Overview. We are an independent exploration and production company engaged in the acquisition and development of unconventional onshore oil and natural gas properties in the United States. We are focused on creating shareholder value through the development of our low-risk drilling inventory located in four areas: the Eagle Ford Shale (South Texas), the Wolfcamp Shale (Permian Basin in West Texas), the Altamont field in the Uinta Basin (Northeastern Utah) and the Haynesville Shale (North Louisiana). Further information regarding each of our programs is below:

Eagle Ford Shale. The Eagle Ford Shale continues to provide the highest economic returns in our portfolio. We currently are running five rigs in this program.

Wolfcamp Shale. In our Wolfcamp Shale program, we are focused on optimizing our drilling, completion and artificial lift systems. We currently are running four rigs in this program.

Altamont. In Altamont, we are gaining operational efficiencies as we develop this oil-based field. Most of our acreage in this area is held-by-production. We are currently running three rigs in this program.

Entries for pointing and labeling
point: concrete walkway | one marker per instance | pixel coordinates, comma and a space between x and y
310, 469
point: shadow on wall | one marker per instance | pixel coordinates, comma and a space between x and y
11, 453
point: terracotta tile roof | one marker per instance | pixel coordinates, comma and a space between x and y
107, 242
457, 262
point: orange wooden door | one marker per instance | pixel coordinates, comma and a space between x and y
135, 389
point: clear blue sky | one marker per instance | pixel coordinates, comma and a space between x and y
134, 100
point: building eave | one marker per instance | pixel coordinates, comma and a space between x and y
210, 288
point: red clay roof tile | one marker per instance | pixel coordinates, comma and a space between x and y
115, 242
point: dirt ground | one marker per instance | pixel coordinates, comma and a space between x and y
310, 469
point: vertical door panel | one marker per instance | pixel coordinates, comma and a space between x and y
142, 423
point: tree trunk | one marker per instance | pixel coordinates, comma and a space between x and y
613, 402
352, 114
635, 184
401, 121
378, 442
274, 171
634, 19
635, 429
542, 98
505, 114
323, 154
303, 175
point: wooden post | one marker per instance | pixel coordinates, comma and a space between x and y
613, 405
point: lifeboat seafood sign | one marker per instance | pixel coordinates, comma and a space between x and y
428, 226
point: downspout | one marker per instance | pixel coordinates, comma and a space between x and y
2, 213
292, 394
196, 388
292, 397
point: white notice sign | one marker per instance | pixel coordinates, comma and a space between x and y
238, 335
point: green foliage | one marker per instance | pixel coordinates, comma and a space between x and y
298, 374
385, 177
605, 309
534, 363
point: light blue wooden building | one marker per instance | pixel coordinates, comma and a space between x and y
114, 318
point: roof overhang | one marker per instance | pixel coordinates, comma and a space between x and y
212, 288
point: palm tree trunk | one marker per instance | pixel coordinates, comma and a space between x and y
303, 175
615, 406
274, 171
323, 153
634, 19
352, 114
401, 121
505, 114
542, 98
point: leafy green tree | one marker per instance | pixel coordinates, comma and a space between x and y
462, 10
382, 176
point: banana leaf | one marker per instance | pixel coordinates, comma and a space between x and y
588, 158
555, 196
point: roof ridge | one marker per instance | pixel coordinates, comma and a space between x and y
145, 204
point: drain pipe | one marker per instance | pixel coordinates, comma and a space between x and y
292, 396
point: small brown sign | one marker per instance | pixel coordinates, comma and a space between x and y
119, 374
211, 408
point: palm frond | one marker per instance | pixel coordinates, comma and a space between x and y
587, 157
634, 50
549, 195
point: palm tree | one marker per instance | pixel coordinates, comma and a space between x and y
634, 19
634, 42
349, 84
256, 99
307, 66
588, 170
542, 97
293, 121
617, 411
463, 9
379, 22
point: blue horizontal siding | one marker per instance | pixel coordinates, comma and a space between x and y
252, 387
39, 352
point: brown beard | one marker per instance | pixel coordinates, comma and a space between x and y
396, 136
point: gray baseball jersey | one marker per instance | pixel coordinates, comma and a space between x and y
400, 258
==
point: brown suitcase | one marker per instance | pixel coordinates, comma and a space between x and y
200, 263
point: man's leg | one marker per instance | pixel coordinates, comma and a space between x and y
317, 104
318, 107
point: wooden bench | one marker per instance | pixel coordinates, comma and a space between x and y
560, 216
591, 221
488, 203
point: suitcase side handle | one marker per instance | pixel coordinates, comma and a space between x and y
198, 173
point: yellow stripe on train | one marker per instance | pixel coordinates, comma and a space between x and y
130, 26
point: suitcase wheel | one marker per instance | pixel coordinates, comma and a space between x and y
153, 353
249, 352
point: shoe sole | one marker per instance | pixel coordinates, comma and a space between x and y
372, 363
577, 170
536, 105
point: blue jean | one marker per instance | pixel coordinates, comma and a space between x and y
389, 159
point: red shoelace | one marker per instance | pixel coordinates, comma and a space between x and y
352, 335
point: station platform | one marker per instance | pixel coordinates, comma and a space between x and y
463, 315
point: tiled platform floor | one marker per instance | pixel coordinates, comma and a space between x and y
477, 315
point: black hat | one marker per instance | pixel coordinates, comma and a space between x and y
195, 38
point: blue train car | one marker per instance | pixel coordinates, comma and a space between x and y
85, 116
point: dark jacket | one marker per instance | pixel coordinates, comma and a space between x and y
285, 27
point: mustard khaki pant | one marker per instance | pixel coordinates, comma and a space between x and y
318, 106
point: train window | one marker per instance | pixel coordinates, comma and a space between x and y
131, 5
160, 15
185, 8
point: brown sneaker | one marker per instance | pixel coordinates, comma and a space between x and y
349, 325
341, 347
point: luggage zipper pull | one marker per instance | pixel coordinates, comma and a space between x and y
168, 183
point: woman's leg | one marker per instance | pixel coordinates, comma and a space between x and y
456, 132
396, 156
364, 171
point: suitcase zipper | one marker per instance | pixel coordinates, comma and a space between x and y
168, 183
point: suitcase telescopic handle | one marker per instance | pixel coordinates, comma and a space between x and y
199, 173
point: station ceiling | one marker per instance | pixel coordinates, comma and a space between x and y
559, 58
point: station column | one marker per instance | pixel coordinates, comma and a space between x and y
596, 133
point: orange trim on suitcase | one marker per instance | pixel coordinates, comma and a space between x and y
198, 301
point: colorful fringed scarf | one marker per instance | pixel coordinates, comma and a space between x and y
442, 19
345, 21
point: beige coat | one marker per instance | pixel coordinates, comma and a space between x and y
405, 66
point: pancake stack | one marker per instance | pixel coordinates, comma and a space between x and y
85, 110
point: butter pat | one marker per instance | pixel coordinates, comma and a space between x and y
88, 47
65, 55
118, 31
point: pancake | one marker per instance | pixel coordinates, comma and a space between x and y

**TASK SET**
1: Retype the oil company overview from "Eagle Ford Shale." to "four rigs in this program.".
2: Extend the oil company overview, continuing on from its last sentence.

**FINAL ANSWERS**
1:
Eagle Ford Shale. The Eagle Ford Shale continues to provide the highest economic returns in our portfolio. We currently are running five rigs in this program.

Wolfcamp Shale. In our Wolfcamp Shale program, we are focused on optimizing our drilling, completion and artificial lift systems. We currently are running four rigs in this program.

2:
Haynesville Shale. The Haynesville Shale generates positive cash flow and remains a core natural gas option for us when natural gas prices return to more economic levels in the future. Our acreage in the Haynesville Shale is predominately held-by-production.

We evaluate growth opportunities that are aligned with our core competencies and that are in areas that can provide a competitive advantage. Strategic acquisitions of leasehold acreage or producing assets can provide us with opportunities to achieve our long-term goals by leveraging existing expertise in each of our operating areas, balancing our exposure to regions, basins and commodities, helping us to achieve risk-adjusted returns competitive with those available within our existing drilling programs and by increasing our reserves.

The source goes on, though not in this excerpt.